---- Fragmento del texto
‘Fugitivos de la miseria'
Canarias, enero de
2002.
La emigración por motivos económicos
es, desde hace ya tiempo, un flujo constante de las
regiones del empobrecido sur al norte privilegiado.
Y su continuo incremento lo está convirtiendo
en un movimiento migratorio masivo.
La
emigración económica supone --junto
a los éxodos de refugiados por motivos políticos,
étnicos o religiosos-- una de las grandes tragedias
colectivas de nuestro tiempo. Y las fronteras conceptuales
que diferencian a ambas migraciones son cada vez más
difusas.
‘Refugiado’,
‘desplazado’ y ‘emigrante’
son concepciones europeas, hijas de la historia de
la primera mitad del siglo XX. Sus diferencias quedaron
claramente establecidas en las ruinas europeas de
la segunda guerra mundial. Pero el mundo ha cambiado
mucho desde entonces. Y a la propia ACNUR (agencia
de UN para los refugiados, cuyos planteamientos dejan
mucho que desear y frecuentemente resultan anacrónicos)
le cuesta cada vez más establecer diferencias
entre quienes escapan de la muerte o la miseria (cuya
última consecuencia es la muerte, o la no-vida,
la negación de las posibilidades de vida digna).
Quienes
huyen a otro país, cruzando las fronteras,
para escapar de una persecución son refugiados.
Las mismas personas en las mismas circunstancias de
riesgo sólo son desplazados
cuando no logran llegar hasta una frontera y permanecen
lejos de sus tierras y hogares pero dentro de las
fronteras de su propio país. Y muchas veces.
cuando una guerra o una situación radicalmente
injusta impulsa a esas mismas personas a buscar comida,
esperanzas y posibilidades de vida digna, no en campamentos
miserables junto a las fronteras, sino en los mercados
de trabajo extranjero, son emigrantes. Una
diferencia absurda, que comporta muy diferentes derechos,
distinta consideración, y discriminación
en el trato.
--------
• Su tarea:
Transcriba literalmente el pasaje del texto sobre la emigración económica que comienza en «cuando una guerra» y termina en «en el trato.», incluidas ambas expresiones.
---- Extractos de datos
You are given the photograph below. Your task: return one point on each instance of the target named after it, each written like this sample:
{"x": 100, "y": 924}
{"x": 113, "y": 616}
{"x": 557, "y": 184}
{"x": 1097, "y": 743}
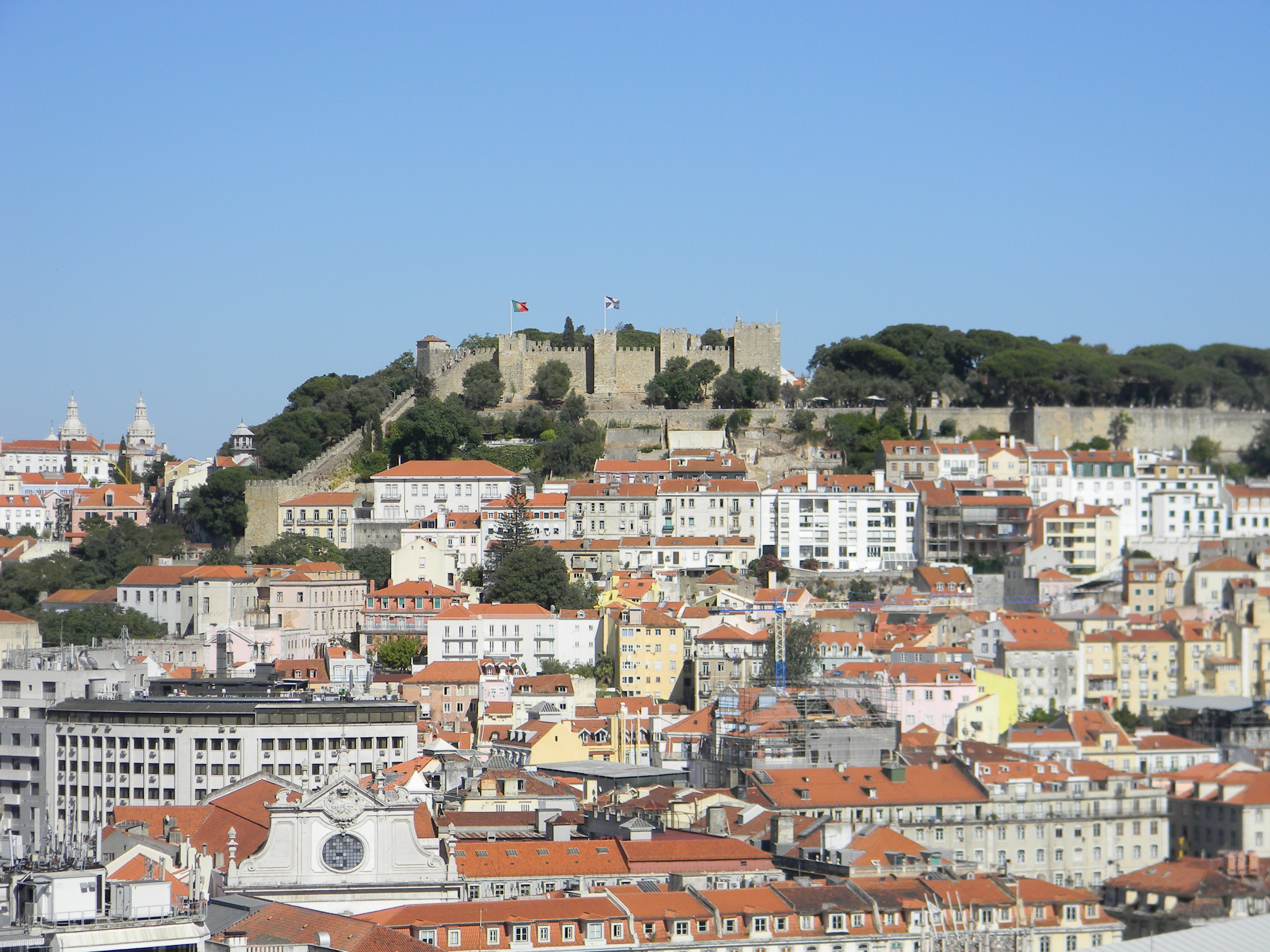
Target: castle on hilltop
{"x": 606, "y": 369}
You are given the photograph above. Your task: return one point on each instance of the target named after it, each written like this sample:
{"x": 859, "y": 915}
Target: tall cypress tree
{"x": 514, "y": 529}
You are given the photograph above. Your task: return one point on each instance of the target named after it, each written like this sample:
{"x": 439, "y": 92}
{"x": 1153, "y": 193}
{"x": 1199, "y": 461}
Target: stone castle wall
{"x": 756, "y": 346}
{"x": 520, "y": 359}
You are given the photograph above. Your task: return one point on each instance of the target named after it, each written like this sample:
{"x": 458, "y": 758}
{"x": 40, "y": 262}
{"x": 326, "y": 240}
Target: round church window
{"x": 344, "y": 852}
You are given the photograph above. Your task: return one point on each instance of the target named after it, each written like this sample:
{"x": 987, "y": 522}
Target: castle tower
{"x": 242, "y": 440}
{"x": 73, "y": 428}
{"x": 756, "y": 346}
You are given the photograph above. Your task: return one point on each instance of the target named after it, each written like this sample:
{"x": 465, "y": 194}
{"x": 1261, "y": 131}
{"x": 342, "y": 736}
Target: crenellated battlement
{"x": 604, "y": 369}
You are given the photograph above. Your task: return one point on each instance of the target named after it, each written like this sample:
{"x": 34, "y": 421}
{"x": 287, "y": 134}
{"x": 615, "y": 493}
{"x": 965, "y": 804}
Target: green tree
{"x": 1205, "y": 451}
{"x": 515, "y": 530}
{"x": 801, "y": 656}
{"x": 432, "y": 430}
{"x": 552, "y": 381}
{"x": 398, "y": 653}
{"x": 862, "y": 591}
{"x": 681, "y": 384}
{"x": 1120, "y": 428}
{"x": 1127, "y": 719}
{"x": 219, "y": 507}
{"x": 293, "y": 550}
{"x": 483, "y": 385}
{"x": 531, "y": 574}
{"x": 739, "y": 421}
{"x": 763, "y": 567}
{"x": 803, "y": 421}
{"x": 83, "y": 625}
{"x": 371, "y": 562}
{"x": 575, "y": 409}
{"x": 1257, "y": 455}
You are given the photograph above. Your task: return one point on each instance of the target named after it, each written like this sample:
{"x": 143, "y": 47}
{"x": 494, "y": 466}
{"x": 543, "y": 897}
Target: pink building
{"x": 112, "y": 502}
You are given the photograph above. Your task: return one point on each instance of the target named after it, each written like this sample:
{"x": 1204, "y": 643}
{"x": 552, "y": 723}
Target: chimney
{"x": 782, "y": 831}
{"x": 717, "y": 822}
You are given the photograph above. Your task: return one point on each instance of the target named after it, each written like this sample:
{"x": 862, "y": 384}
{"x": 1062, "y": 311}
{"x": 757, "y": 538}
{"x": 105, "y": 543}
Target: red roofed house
{"x": 112, "y": 503}
{"x": 946, "y": 586}
{"x": 416, "y": 489}
{"x": 327, "y": 516}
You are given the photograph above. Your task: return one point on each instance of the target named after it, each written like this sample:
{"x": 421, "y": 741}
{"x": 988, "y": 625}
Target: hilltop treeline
{"x": 909, "y": 364}
{"x": 322, "y": 412}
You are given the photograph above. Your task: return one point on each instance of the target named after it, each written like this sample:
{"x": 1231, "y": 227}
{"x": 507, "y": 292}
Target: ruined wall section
{"x": 756, "y": 346}
{"x": 520, "y": 359}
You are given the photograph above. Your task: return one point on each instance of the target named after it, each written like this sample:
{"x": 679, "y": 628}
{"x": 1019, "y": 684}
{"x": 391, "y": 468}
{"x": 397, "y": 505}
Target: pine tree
{"x": 570, "y": 338}
{"x": 514, "y": 530}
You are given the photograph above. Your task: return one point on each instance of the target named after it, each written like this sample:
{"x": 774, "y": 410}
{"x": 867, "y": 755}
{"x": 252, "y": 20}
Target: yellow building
{"x": 328, "y": 516}
{"x": 652, "y": 653}
{"x": 1130, "y": 670}
{"x": 1006, "y": 690}
{"x": 1089, "y": 536}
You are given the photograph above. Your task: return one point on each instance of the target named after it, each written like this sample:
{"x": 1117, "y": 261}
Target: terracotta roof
{"x": 280, "y": 925}
{"x": 445, "y": 469}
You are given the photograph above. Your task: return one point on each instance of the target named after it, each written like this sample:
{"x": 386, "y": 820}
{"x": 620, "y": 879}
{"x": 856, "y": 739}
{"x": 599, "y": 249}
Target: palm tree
{"x": 1120, "y": 428}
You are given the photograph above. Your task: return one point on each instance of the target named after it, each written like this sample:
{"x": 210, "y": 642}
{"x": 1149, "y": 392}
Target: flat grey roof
{"x": 1221, "y": 936}
{"x": 1198, "y": 703}
{"x": 610, "y": 770}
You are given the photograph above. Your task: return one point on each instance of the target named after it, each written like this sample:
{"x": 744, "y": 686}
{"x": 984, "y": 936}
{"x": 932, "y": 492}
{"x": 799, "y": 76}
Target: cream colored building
{"x": 422, "y": 560}
{"x": 1089, "y": 536}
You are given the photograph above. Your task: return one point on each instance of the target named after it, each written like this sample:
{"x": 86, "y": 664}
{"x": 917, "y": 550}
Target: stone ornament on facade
{"x": 342, "y": 807}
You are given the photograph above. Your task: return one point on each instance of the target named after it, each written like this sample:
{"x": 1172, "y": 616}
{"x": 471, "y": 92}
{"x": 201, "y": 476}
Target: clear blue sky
{"x": 213, "y": 202}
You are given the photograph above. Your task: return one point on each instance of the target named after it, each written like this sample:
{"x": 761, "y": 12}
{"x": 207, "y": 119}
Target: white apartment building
{"x": 708, "y": 507}
{"x": 547, "y": 517}
{"x": 692, "y": 555}
{"x": 1248, "y": 510}
{"x": 424, "y": 487}
{"x": 154, "y": 591}
{"x": 472, "y": 633}
{"x": 929, "y": 460}
{"x": 319, "y": 597}
{"x": 859, "y": 524}
{"x": 610, "y": 511}
{"x": 176, "y": 751}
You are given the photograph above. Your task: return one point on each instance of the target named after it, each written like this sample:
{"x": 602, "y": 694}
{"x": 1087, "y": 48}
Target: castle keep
{"x": 605, "y": 369}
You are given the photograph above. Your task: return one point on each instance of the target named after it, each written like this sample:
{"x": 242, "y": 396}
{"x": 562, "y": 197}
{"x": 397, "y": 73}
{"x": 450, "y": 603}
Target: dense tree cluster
{"x": 323, "y": 411}
{"x": 749, "y": 389}
{"x": 907, "y": 364}
{"x": 681, "y": 384}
--------
• Resultado de tarea:
cuando una guerra o una situación radicalmente
injusta impulsa a esas mismas personas a buscar comida,
esperanzas y posibilidades de vida digna, no en campamentos
miserables junto a las fronteras, sino en los mercados
de trabajo extranjero, son emigrantes. Una
diferencia absurda, que comporta muy diferentes derechos,
distinta consideración, y discriminación
en el trato.